==== INPUT FOR THIS TASK ====

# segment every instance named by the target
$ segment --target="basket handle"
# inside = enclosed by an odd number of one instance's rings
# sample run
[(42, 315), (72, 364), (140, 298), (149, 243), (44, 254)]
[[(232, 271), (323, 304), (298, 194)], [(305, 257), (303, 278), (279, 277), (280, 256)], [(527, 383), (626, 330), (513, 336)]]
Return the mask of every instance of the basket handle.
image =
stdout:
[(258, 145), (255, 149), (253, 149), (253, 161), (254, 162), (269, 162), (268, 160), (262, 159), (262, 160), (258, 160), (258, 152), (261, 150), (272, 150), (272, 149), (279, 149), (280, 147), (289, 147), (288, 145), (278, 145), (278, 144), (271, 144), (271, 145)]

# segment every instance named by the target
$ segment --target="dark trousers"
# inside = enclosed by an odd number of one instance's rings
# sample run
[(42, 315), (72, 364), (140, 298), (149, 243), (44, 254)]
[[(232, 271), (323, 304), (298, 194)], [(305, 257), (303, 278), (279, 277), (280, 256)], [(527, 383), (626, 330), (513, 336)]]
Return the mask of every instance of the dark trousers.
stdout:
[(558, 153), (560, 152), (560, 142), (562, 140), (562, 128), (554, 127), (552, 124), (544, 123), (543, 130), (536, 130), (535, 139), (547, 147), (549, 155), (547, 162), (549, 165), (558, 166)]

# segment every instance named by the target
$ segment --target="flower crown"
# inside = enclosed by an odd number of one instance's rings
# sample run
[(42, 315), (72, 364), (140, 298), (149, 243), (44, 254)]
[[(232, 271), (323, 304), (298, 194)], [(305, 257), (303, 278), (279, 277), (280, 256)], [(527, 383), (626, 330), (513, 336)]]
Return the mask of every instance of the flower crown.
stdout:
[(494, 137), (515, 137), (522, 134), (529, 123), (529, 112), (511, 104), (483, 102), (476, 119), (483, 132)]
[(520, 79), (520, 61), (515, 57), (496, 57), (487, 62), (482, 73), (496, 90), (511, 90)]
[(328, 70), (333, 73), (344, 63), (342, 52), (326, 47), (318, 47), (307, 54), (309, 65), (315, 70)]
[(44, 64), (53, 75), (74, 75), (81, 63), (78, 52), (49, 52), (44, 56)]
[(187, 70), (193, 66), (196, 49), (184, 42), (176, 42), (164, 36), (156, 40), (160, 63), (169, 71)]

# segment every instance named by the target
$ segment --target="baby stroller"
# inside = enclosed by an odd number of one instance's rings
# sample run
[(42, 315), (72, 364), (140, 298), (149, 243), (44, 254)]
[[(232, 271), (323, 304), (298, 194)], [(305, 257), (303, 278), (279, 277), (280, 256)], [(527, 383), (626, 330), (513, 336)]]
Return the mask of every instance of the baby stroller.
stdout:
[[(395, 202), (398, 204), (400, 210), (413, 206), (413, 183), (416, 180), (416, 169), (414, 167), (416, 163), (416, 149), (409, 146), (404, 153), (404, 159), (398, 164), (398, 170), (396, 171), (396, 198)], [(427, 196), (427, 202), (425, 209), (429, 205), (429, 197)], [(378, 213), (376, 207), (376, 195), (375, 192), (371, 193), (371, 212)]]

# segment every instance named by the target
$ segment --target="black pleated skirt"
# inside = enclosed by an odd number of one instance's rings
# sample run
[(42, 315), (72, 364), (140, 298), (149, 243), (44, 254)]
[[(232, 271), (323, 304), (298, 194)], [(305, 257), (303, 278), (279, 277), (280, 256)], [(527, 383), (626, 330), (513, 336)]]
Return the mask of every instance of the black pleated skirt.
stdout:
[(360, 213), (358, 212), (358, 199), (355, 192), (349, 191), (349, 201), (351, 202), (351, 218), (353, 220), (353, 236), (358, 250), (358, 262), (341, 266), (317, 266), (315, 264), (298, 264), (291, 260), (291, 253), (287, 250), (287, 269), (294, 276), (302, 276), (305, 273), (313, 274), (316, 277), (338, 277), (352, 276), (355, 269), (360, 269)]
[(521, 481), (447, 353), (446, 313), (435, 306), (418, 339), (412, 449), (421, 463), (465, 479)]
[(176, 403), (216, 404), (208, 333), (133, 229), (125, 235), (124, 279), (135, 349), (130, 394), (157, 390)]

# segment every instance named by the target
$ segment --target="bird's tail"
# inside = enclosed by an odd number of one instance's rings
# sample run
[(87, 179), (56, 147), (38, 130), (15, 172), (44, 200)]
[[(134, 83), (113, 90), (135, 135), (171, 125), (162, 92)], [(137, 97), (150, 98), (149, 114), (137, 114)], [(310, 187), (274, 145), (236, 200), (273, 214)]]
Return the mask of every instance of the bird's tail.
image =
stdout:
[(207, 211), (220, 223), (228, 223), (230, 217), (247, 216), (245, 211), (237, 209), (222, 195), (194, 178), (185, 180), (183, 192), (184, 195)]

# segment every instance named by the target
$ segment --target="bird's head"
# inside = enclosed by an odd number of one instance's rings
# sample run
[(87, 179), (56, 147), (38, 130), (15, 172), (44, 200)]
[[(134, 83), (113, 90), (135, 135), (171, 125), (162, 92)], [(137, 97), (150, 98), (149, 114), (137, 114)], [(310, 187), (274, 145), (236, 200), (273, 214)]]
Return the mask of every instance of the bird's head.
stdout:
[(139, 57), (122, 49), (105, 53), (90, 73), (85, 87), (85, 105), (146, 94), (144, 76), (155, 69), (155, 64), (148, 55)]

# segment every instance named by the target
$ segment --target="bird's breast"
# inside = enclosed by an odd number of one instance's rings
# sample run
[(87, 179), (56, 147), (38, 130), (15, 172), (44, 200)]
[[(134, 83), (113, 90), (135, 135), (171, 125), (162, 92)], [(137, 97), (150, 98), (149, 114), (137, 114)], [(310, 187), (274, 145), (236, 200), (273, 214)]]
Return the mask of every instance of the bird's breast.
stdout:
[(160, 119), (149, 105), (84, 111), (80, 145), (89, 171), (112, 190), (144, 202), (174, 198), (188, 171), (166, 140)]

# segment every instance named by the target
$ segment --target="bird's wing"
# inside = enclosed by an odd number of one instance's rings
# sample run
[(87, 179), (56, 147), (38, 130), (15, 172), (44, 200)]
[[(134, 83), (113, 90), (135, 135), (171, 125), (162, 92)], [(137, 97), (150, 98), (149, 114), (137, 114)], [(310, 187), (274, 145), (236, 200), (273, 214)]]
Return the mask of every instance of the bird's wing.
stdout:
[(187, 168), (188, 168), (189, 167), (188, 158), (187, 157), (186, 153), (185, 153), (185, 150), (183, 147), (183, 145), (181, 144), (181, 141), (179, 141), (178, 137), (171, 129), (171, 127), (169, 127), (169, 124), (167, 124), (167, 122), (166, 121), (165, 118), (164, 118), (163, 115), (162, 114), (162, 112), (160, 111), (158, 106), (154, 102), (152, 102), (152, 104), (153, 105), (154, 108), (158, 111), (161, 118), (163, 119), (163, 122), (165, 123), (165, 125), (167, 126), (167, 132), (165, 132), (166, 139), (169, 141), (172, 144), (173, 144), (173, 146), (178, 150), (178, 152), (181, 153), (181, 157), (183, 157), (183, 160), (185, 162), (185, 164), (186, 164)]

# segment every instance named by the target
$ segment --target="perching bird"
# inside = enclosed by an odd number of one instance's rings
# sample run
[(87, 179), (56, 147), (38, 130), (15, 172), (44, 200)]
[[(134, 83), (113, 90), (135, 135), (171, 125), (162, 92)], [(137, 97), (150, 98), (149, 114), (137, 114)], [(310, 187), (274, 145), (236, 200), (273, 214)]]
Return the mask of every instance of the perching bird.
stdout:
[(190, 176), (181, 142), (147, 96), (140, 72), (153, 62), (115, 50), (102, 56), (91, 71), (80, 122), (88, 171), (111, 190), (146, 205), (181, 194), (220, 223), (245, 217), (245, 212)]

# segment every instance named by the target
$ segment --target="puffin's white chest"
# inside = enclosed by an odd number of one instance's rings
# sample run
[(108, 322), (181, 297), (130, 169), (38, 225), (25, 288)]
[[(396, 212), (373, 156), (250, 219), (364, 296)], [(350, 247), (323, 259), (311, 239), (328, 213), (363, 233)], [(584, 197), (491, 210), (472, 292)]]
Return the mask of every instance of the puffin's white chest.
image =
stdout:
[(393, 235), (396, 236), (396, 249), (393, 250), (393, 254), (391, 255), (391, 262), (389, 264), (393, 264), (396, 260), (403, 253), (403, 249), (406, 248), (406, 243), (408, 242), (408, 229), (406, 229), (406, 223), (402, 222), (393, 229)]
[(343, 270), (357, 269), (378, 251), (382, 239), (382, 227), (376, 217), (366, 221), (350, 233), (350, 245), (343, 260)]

====

WHAT TO WORK ON: Locate each line of the material above that contains the string "perching", and copy every such line in full.

THE OUTPUT:
$ segment --target="perching bird"
Return the mask of every instance of the perching bird.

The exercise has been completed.